> _WHAT IS REQUIRED_
Every record should be written out again in full, with no character altered.

> _Stored data_

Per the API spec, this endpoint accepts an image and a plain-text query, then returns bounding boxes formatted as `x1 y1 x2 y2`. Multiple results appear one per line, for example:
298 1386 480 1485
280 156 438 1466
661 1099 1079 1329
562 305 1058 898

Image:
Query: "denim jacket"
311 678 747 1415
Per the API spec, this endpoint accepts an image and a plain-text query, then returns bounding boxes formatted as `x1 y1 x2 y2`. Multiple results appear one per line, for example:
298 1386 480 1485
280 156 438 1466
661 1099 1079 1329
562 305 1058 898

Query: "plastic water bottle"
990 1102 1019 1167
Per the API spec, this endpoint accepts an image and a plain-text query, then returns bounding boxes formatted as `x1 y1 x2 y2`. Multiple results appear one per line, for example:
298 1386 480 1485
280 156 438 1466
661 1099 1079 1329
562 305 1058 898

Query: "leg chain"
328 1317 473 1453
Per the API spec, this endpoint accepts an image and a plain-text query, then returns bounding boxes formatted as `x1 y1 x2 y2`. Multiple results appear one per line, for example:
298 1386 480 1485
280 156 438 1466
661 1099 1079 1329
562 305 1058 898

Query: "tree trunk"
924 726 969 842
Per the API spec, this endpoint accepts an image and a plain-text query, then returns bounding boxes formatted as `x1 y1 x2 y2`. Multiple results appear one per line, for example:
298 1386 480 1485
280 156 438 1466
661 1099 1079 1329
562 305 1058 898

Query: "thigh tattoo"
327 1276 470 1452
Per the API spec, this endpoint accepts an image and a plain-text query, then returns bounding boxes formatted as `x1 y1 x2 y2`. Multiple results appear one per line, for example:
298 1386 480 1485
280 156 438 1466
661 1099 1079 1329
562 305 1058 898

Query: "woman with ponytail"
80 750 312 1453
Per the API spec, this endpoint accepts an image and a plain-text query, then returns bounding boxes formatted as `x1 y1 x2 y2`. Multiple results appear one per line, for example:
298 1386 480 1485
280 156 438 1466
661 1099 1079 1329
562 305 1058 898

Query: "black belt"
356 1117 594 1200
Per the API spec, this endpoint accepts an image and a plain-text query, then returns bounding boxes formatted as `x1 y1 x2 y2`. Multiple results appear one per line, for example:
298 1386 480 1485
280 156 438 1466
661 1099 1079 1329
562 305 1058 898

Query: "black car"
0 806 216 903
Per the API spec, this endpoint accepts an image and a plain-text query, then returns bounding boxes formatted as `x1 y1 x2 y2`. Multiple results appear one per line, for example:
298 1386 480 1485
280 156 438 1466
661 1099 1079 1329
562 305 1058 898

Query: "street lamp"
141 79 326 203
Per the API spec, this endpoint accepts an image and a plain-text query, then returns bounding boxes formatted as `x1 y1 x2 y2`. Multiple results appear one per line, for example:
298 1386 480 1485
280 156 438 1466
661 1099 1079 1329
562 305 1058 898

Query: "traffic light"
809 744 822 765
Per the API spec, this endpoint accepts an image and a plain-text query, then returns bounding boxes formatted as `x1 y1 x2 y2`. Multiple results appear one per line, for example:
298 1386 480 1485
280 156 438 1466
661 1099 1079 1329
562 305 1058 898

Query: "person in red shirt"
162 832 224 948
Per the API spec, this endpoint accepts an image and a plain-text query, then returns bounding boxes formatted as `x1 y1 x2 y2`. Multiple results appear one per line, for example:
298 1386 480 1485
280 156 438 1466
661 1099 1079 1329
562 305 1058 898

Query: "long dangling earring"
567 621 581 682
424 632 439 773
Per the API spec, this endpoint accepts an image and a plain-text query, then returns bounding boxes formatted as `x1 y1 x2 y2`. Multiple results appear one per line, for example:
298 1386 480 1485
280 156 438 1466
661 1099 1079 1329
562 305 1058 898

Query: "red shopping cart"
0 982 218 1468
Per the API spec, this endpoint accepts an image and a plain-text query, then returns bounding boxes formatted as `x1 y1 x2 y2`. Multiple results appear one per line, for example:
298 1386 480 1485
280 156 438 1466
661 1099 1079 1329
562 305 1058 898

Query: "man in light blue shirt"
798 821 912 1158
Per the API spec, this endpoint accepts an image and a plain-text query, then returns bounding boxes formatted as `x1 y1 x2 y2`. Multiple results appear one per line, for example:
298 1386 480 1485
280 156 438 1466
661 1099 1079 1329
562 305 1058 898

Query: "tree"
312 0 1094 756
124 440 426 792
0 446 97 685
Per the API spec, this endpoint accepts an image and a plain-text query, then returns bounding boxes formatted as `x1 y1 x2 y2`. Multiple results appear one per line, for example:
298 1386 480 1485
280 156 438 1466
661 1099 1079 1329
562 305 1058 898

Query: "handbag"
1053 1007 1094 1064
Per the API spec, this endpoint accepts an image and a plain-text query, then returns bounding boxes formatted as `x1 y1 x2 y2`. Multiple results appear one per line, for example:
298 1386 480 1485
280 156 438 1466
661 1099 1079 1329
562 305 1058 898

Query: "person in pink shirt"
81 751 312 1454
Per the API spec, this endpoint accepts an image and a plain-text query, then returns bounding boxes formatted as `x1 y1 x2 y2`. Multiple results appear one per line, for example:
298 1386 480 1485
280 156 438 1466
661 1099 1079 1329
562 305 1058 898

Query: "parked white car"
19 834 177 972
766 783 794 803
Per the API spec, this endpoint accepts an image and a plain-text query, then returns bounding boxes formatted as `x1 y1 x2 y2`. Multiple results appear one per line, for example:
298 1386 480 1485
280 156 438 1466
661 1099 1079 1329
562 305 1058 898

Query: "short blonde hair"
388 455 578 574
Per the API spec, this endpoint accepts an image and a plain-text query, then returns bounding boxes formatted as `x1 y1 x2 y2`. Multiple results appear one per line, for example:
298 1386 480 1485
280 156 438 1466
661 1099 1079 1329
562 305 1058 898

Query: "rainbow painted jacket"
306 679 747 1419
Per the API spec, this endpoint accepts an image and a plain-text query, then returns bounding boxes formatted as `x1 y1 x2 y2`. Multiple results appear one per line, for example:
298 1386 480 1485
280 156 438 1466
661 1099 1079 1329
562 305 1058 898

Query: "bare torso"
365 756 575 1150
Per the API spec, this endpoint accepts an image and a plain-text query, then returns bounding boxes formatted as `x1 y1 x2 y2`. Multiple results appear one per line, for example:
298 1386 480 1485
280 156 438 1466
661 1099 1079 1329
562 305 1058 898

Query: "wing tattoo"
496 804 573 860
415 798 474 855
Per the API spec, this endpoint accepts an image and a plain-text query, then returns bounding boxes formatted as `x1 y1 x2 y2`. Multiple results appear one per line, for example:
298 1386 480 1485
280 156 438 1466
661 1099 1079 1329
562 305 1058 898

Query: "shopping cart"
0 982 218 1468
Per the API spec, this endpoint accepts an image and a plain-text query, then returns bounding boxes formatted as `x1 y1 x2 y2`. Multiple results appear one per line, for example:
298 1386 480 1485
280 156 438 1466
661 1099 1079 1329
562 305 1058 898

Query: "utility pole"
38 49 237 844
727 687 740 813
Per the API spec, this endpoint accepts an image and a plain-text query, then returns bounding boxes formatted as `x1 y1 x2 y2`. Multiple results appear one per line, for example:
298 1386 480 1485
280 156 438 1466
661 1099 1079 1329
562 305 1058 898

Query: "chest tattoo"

> _YOUR RESPONSE_
Per the API spec, this endpoint accepts an image and a plain-text query, then returns bounding boxes formatted as `x1 y1 x2 y2`. Multiple results appear one per line, for example:
298 1386 480 1485
280 156 438 1466
661 1099 1079 1329
562 305 1058 898

Image:
Query: "denim jacket"
311 678 747 1415
Per the API spec, this endpoint accepts an image and a plain-text query, then returns bounding boxes formatted as `x1 y1 x2 y2`. Multiple results appear one per line, for example:
298 1386 480 1485
280 156 438 1466
661 1099 1079 1329
562 305 1058 898

Query: "plastic water bottle"
990 1102 1019 1167
Per the API spec, this endpoint accepts an image and a plain-text query, then returns bounding boxes formatted as `x1 y1 x2 y2`. Multiple results appear one per line, for example:
298 1386 480 1485
280 156 438 1466
661 1099 1079 1329
562 305 1058 898

Query: "leg chain"
328 1317 473 1453
Per the API spec, this endpoint accepts an image and a plain-text query, then returns bounding boxes formatted as `x1 y1 x2 y2`. Multiple results appear one per line, for example:
298 1386 480 1485
280 156 438 1466
661 1099 1079 1329
562 305 1058 898

Query: "tree trunk"
924 726 969 842
Per the API spec, this endpoint accepts an image and a plain-text query, then returns bounding boxes formatted as `x1 y1 x2 y2`. Multiple results appear one per line, for example:
298 1386 480 1485
280 156 438 1466
661 1099 1079 1329
562 305 1058 898

Query: "thigh tattoo"
327 1276 470 1452
Per the API spec, this endpoint accepts an image and a plain-text query, then returns bounding boxes formatted as `x1 y1 x2 y2`. Multiple results appear one per line, for example:
298 1386 480 1485
280 156 438 1466
661 1099 1079 1329
562 305 1058 898

Query: "woman with ponytail"
80 750 312 1453
Per the API spec, this endpoint accepts an image and a plain-text query, then returns bounding boxes formatted as `x1 y1 x2 y2`. Multiple results appear one per line, for example:
298 1386 480 1485
280 156 438 1466
661 1099 1079 1329
562 305 1058 898

Query: "black belt"
356 1117 594 1200
Per the API spec, this endpoint accepts an image and a plain-text query, then returns bounding boxes formatted as `x1 y1 x2 y2`. Multiple results appear one per line, for example:
298 1386 480 1485
280 156 438 1466
661 1099 1079 1329
562 305 1058 898

Query: "black car"
0 806 216 903
Per the API spec, this endpoint accepts an image and a plain-text query, then returns bounding boxes formatted as `x1 y1 x2 y2`. Multiple results appear one per line, for example:
298 1386 480 1485
280 156 438 1466
661 1099 1079 1329
562 305 1058 898

Query: "street lamp"
141 79 326 203
Per the API spec, this endpoint accepts an image and a plain-text query, then returns bounding boxes formatted as `x1 y1 x2 y2`. Multiple results appear one per line, for example:
298 1386 480 1485
280 156 438 1466
661 1099 1079 1329
562 305 1058 898

Query: "traffic light"
809 744 822 765
Per the API spec, this endpoint accepts an image and a plain-text query, then returns bounding boxes formatted as `x1 y1 x2 y2`. Multiple results appear one per line, for example:
298 1386 480 1485
280 156 438 1466
661 1099 1079 1329
562 305 1058 898

Query: "person in red shirt"
162 832 224 948
Per the API spec, this endpoint accepts an image and a plain-text query, then returns bounding boxes formatted as `x1 y1 x2 y2`. Multiple results appear one per line, for example:
298 1386 480 1485
280 156 438 1466
661 1099 1079 1329
562 305 1058 898

Query: "long dangling earring"
567 621 581 682
424 632 439 773
Per the API spec, this endpoint accepts an image and a plain-text query, then returns bounding boxes formatted as `x1 y1 x2 y2`. Multiple results appear one per line, for example:
298 1386 480 1485
280 156 438 1466
661 1099 1079 1329
562 305 1058 898

Query: "red shopping cart"
0 982 218 1468
Per the API spec, this endpoint accepts an image and a plain-text query, then returns bounding boxes formatted as `x1 y1 x2 y2`. Multiple results appear one per line, for example:
298 1386 480 1485
280 156 438 1466
661 1099 1079 1329
562 305 1058 898

Query: "man in light blue shirt"
798 821 912 1158
Per the API spec, this endpoint accepts an image and a plain-text query, then returns bounding boxes formatted as `x1 y1 x2 y2`. Multiple results appear one per line, for example:
298 1386 480 1485
280 156 438 1466
661 1099 1079 1329
562 305 1058 898

Query: "tree"
312 0 1094 756
124 440 426 792
0 446 97 685
Per the API spec, this endpoint accepts an image and a plain-text query, then returns bounding boxes formatted as `x1 y1 x2 y2`. Multiple results appear one per line, for example:
298 1386 480 1485
280 156 438 1466
661 1099 1079 1329
562 305 1058 898

Query: "handbag"
1053 1007 1094 1064
Per the API spec, this endpoint accepts an image and a plain-text query, then returns bounding boxes formatted as `x1 y1 x2 y2`. Multiple results appear one per line, for example:
298 1386 480 1485
280 156 438 1466
661 1099 1079 1329
562 305 1058 898

Query: "person in pink shirt"
81 751 312 1454
Per the API spec, this endpoint accepts an image and a plain-text query, then returns bounding boxes formatted as `x1 y1 x2 y2`. Multiple results appear one per line, for example:
298 1386 480 1485
280 156 438 1466
661 1099 1079 1329
562 305 1058 898

Query: "parked white car"
19 834 177 972
766 783 794 803
Per the API spec, this endpoint accepts an image and a plain-text query, then returns bounding boxes formatted as `x1 y1 x2 y2`. Multiple results appear one per line, for example:
298 1386 480 1485
280 156 438 1466
661 1099 1079 1329
562 305 1058 898

Query: "short blonde hair"
388 455 578 574
Per the API spec, this endpoint accepts an image and a plain-text query, then returns bounding boxes formatted as `x1 y1 x2 y2`. Multiple results appear one per line, for example:
298 1386 480 1485
280 156 438 1466
661 1099 1079 1329
562 305 1058 898

Query: "rainbow painted jacket"
306 679 747 1419
Per the API spec, this endpoint accepts an image and a plain-text query, then returns bounding boxes formatted as `x1 y1 x2 y2`. Multiple results appear one per line, for example:
298 1386 480 1485
280 156 438 1466
661 1099 1079 1329
562 305 1058 898

Query: "bare torso"
365 756 575 1150
Per the API spec, this endpoint accepts an image and a plain-text query, then returns bounding boxes formatted as `x1 y1 x2 y2`. Multiple results appear one per line, for example:
298 1386 480 1485
280 156 438 1466
661 1099 1079 1329
562 305 1058 898

Query: "wing tattoo"
496 804 573 860
415 798 474 855
Per the API spec, this endpoint accepts an image and a plain-text query, then returns bounding boxes formatted as `x1 y1 x2 y2`. Multiple results appear one per line, for example:
298 1386 480 1485
280 156 438 1466
661 1099 1079 1329
562 305 1058 898

Query: "shopping cart"
0 982 218 1468
Per the API spec, this endpoint accepts an image and a plain-text query, then returns bounding boxes formatted as `x1 y1 x2 y2`. Multiple results appear one per line, for example:
298 1386 480 1485
280 156 438 1466
661 1099 1079 1329
562 305 1058 898

Query: "utility pole"
38 49 237 844
727 687 740 813
Per the API spec, this endpoint accepts an image and a plain-text query, then returns bounding boxes formatted as `x1 y1 x2 y2`. Multiple results appear one per line, for example:
298 1386 480 1485
280 156 438 1466
661 1099 1079 1329
562 305 1058 898

Query: "chest tattoo"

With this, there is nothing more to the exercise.